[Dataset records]
◇ ◇ ◇ ◇ ◇ ◇ ◇

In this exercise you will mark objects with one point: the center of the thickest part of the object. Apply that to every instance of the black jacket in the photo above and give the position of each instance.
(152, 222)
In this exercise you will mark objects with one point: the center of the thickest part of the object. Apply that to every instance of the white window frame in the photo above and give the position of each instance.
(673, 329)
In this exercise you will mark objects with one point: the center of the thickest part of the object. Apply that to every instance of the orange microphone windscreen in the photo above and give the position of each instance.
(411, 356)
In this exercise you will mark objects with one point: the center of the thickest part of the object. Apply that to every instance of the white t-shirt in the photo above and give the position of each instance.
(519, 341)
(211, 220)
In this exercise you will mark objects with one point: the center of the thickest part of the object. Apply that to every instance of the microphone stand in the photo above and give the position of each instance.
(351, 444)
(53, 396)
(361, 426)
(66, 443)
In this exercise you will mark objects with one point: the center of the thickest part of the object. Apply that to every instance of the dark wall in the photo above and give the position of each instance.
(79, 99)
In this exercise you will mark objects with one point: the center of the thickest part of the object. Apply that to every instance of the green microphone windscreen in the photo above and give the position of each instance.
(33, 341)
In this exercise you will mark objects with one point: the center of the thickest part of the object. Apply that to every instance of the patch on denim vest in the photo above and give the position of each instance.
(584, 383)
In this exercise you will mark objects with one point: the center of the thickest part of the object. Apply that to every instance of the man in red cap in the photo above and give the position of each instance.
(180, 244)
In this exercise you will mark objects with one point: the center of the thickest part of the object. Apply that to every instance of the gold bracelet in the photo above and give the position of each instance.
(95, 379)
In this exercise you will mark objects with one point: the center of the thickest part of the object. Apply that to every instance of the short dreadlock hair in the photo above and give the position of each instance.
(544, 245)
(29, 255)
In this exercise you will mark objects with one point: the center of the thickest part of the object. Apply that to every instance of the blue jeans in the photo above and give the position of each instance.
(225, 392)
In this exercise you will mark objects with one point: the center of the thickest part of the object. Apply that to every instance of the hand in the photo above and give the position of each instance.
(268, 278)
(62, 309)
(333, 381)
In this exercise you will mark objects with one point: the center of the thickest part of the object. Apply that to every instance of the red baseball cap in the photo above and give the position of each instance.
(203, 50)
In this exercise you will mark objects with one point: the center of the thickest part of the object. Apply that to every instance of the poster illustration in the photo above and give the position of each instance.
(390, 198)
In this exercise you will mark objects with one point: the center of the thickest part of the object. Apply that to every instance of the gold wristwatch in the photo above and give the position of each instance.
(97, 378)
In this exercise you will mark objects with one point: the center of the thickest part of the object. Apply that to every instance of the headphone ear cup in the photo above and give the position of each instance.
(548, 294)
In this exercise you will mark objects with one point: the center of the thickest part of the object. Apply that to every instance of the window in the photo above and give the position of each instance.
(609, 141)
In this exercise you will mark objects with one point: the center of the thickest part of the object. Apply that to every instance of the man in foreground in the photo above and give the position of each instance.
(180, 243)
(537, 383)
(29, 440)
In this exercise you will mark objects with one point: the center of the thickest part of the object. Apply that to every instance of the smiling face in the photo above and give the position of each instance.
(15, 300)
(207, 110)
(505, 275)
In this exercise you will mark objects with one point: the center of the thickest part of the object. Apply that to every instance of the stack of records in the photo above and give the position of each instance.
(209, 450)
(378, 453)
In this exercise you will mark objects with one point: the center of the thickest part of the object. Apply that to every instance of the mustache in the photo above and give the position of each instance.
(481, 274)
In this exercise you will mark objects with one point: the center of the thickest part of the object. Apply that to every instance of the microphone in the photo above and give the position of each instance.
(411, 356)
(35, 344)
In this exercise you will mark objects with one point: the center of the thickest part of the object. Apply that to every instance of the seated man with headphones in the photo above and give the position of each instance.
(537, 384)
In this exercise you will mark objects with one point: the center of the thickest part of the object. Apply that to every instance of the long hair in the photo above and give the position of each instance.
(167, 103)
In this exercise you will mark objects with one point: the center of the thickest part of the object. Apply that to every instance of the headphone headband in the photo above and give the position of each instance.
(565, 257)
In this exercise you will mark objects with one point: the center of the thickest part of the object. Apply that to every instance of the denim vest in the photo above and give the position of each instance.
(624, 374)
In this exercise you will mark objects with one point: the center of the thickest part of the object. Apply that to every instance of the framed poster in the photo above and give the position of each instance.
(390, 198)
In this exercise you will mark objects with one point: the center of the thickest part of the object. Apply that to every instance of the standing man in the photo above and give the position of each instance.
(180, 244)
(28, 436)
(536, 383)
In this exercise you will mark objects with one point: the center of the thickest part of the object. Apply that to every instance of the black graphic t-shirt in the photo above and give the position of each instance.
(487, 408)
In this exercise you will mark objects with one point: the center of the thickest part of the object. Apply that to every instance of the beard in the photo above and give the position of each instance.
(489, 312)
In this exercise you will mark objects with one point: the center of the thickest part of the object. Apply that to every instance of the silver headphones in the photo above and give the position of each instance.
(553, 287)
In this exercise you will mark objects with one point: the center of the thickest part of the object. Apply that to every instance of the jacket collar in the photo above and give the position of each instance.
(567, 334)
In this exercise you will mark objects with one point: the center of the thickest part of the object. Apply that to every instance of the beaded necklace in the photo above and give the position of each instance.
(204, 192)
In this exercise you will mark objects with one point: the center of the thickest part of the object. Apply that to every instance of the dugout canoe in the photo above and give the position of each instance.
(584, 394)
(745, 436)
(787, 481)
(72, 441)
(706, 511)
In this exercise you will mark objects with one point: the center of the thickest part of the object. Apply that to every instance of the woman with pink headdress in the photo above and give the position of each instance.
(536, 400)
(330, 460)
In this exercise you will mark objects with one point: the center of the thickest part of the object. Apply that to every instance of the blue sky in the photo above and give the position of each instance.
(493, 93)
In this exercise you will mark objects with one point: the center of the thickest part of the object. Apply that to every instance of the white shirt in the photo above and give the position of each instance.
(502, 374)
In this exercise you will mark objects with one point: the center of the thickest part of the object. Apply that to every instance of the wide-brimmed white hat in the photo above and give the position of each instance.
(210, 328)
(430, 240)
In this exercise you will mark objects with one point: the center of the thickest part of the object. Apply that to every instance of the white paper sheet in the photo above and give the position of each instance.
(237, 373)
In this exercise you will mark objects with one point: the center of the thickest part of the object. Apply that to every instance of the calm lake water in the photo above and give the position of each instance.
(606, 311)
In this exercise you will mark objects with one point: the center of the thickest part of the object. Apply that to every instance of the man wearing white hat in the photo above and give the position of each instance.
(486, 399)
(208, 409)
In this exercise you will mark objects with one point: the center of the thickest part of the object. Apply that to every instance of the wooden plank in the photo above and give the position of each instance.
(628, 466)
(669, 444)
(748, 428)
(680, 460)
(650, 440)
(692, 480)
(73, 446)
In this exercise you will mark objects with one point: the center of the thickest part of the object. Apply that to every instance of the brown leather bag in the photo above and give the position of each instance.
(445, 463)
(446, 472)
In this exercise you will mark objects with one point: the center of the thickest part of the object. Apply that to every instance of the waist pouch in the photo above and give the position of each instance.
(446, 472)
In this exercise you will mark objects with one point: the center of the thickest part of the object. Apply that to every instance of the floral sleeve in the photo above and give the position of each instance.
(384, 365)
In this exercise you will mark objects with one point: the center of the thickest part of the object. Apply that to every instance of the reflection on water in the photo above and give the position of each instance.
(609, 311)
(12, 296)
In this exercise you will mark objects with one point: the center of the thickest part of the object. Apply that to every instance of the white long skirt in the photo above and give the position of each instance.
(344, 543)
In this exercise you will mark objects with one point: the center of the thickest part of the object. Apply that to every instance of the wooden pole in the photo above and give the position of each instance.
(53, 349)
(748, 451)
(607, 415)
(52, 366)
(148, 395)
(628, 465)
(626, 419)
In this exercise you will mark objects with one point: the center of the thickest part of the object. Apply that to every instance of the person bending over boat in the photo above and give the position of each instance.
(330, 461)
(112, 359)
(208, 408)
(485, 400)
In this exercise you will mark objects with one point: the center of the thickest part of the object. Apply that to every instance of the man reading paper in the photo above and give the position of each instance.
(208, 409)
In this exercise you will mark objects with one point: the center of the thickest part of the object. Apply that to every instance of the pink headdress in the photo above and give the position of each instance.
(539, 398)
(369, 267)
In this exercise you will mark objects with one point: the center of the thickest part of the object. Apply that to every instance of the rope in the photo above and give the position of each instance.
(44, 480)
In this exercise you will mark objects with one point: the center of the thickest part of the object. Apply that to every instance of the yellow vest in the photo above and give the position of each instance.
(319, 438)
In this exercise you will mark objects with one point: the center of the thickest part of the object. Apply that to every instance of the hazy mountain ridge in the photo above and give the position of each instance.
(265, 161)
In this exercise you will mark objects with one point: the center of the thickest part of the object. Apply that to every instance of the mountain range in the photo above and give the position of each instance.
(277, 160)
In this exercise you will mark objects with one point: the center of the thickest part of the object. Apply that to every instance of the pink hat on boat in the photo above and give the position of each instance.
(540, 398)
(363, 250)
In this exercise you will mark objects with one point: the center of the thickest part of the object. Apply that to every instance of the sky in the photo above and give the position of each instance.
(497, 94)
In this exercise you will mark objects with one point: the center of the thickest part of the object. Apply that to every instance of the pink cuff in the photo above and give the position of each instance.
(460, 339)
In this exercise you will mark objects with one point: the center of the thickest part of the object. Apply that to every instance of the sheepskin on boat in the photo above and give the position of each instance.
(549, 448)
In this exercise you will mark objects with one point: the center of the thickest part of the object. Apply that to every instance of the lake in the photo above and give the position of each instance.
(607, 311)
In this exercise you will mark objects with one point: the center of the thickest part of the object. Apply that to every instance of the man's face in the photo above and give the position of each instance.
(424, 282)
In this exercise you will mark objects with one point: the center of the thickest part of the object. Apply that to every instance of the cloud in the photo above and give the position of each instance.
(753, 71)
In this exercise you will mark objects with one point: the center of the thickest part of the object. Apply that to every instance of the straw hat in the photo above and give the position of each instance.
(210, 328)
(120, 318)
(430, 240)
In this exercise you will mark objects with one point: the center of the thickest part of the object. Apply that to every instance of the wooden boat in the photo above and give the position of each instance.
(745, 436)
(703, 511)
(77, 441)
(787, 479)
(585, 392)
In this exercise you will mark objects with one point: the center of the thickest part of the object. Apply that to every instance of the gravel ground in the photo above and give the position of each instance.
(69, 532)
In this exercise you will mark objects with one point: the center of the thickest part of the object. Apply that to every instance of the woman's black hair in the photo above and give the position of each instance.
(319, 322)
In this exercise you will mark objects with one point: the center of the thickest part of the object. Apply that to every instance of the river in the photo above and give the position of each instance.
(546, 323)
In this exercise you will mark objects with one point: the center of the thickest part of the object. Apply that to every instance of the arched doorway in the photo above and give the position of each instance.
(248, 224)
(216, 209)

◇ ◇ ◇ ◇ ◇ ◇ ◇

GIVEN REQUEST: Give back exactly the lines running from the line containing "of the woman's" through the end of the material above, both included, and nothing beyond them.

OUTPUT OF THE TASK:
In this exercise you will mark objects with one point: the center of the thickest part of the object. Apply that to every instance of the woman's black hair in the photo above and give the position of each instance.
(319, 322)
In this exercise you will mark objects with one point: the center of the thickest part of the object. Apply that to every instance of the river in the photo above and give the position of each instance.
(546, 323)
In this exercise you will mark objects with one point: the center of the thickest part of the object. Apply that to every instance of the arched doorway in the photo above and give the position of each instance.
(248, 224)
(216, 209)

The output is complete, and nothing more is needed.